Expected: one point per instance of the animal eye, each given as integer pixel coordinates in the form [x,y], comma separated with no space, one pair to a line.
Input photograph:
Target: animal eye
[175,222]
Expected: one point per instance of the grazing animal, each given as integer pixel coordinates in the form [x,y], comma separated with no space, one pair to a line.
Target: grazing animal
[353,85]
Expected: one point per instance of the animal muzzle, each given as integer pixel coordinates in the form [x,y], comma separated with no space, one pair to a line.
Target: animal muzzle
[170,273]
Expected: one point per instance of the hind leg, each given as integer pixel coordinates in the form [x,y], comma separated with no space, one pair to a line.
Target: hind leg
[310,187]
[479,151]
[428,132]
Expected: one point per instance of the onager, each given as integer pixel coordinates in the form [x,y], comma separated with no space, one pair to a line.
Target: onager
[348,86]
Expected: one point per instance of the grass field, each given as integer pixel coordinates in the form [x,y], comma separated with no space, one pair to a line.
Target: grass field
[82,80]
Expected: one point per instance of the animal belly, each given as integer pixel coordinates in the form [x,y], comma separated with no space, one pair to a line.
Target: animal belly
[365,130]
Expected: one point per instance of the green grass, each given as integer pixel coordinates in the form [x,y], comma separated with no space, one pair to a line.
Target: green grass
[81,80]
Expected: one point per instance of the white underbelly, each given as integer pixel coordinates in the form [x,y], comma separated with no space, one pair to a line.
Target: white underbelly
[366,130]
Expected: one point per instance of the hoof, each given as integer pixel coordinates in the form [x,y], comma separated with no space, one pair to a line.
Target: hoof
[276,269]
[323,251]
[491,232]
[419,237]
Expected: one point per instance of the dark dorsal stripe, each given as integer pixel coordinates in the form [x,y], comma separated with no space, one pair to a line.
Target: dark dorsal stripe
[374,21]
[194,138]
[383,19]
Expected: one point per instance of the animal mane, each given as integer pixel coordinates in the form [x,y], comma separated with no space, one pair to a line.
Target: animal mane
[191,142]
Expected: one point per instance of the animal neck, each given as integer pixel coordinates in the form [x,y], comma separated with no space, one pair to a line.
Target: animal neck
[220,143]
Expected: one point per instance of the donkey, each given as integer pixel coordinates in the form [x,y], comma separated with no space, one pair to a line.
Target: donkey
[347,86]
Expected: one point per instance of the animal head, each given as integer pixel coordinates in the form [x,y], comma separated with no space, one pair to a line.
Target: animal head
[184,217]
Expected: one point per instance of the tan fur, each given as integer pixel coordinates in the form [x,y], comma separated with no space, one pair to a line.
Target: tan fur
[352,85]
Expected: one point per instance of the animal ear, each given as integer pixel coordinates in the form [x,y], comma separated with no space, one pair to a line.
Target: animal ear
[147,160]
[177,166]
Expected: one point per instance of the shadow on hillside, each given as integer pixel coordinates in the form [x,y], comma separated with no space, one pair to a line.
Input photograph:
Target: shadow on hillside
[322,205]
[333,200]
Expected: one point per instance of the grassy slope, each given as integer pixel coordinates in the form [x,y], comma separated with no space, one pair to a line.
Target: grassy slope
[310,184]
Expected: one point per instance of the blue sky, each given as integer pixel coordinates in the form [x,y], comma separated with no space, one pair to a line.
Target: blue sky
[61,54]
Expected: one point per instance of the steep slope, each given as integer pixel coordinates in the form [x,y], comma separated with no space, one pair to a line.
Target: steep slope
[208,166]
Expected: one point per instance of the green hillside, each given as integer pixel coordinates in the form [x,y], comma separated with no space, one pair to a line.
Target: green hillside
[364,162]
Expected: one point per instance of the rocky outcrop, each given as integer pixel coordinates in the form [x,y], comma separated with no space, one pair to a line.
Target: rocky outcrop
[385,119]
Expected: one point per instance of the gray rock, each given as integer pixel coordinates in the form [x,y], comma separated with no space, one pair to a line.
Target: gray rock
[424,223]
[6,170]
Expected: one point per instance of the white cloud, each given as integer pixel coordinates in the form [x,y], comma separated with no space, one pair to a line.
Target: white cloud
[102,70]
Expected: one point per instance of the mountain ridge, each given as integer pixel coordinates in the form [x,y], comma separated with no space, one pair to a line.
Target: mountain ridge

* _What the exercise asks_: Please repeat all the records above exactly as they appear.

* _Your solution_:
Expected: one point per instance of the animal eye, each given as integer pixel coordinates in the form [x,y], comma separated with no space, one pair to a line.
Input photograph:
Target: animal eye
[175,222]
Expected: one point per instance of the grazing animal, each given as integer pixel coordinates in the form [x,y], comma separated with no space, one pair to a line.
Target: grazing animal
[353,85]
Expected: one point per instance of the animal muzzle, each given as integer pixel coordinates in the form [x,y], comma separated with no space, one pair to a line.
Target: animal muzzle
[170,273]
Expected: one point per instance of the hind leg, each given as integer pixel coordinates in the form [x,y], comma separated with no space, one pair to a line.
Target: hind leg
[310,187]
[479,151]
[428,132]
Expected: one point per instance of the onager, each given as integer pixel coordinates in the form [x,y], comma separated with no space, one pair to a line.
Target: onager
[348,86]
Expected: one point per instance of the grass field, each given as integer pixel coordinates in the form [x,y], comma separated with no space, one pair to a line.
Target: grass field
[82,80]
Expected: one point per instance of the animal belly, each given as integer pixel coordinates in the form [x,y], comma separated with no space, one pair to a line.
Target: animal belly
[365,130]
Expected: one point per instance of the green grass, each given as integer pixel coordinates in the form [x,y], comma separated with no space, one pair to a line.
Target: green grass
[81,80]
Expected: one point per instance of the white underbelly, each given as integer pixel coordinates in the form [x,y], comma separated with no space, one pair to a line.
Target: white underbelly
[366,130]
Expected: one point per instance of the hoof, each given as integer pixel coordinates in the form [x,y], comma separated with no space, one pair to a line.
Target: hoof
[276,269]
[323,251]
[491,232]
[419,237]
Expected: one point per instance of the dark dorsal stripe, each given as integer pixel coordinates in the form [x,y], comma separated with no space, one pair to a line.
Target: dark dorsal stripe
[374,21]
[194,138]
[383,19]
Expected: one point per instance of the animal mane, each given as integer pixel coordinates in the form [x,y], comma separated with no space, one pair to a line.
Target: animal mane
[191,142]
Expected: one point per instance of the animal neck, each given as integer pixel coordinates in the form [x,y], comma separated with no space, one pair to a line.
Target: animal neck
[220,143]
Expected: one point per instance of the donkey, each given as integer pixel coordinates in the form [x,y], comma separated with no space, one pair to a line.
Target: donkey
[347,86]
Expected: one point per instance of the animal head, each given as integer pixel coordinates in the form [x,y], comma separated with no space, one pair to a line.
Target: animal head
[184,217]
Expected: one point per instance of the tan fur, each given as integer pixel coordinates in the form [x,y], comma separated with no space, one pair to a line.
Target: tan fur
[352,85]
Expected: one point per instance of the animal ear, each given as integer pixel coordinates in the form [x,y], comma separated with no space, one pair to a line.
Target: animal ear
[147,160]
[177,166]
Expected: one point per instance of the shadow on hillside, each given as integer pixel coordinates in the form [x,y], comma separated with no space, one pair to a line.
Input photograph:
Target: shadow on hillside
[322,205]
[333,200]
Expected: one point per instance of the grassy slope, each given as integer pixel coordinates in the form [x,y], comma separated with no space, one pair to a line.
Target: grassy slope
[310,184]
Expected: one point per instance of the blue sky, each given as integer pixel coordinates in the form [x,y], comma separated with no space, one pair to a line.
Target: blue sky
[61,54]
Expected: one point per instance of the steep slope, each given as integer pixel coordinates in the form [x,y], comma separated with no space, one pair to a line.
Target: steep slope
[208,166]
Expected: one point per instance of the green hillside, each given as integer pixel coordinates in the form [x,y], comma separated with no space, one pair to a line.
Target: green hillside
[364,162]
Expected: one point per instance of the rocky outcrop, each given as integer pixel coordinates in the form [x,y], comma separated with no space, one pair to a line.
Target: rocky outcrop
[385,119]
Expected: one point per instance of the gray rock, each given as integer pixel coordinates in the form [x,y], comma separated with no space, one pair to a line.
Target: gray rock
[424,223]
[6,170]
Expected: one point per instance of the white cloud, each given as integer pixel coordinates in the form [x,y], comma separated with no space, one pair to a line.
Target: white cloud
[102,70]
Expected: one point per instance of the mountain ridge, each given as integer pixel coordinates in the form [x,y], comma separated with no space, one pair to a line.
Target: mountain ridge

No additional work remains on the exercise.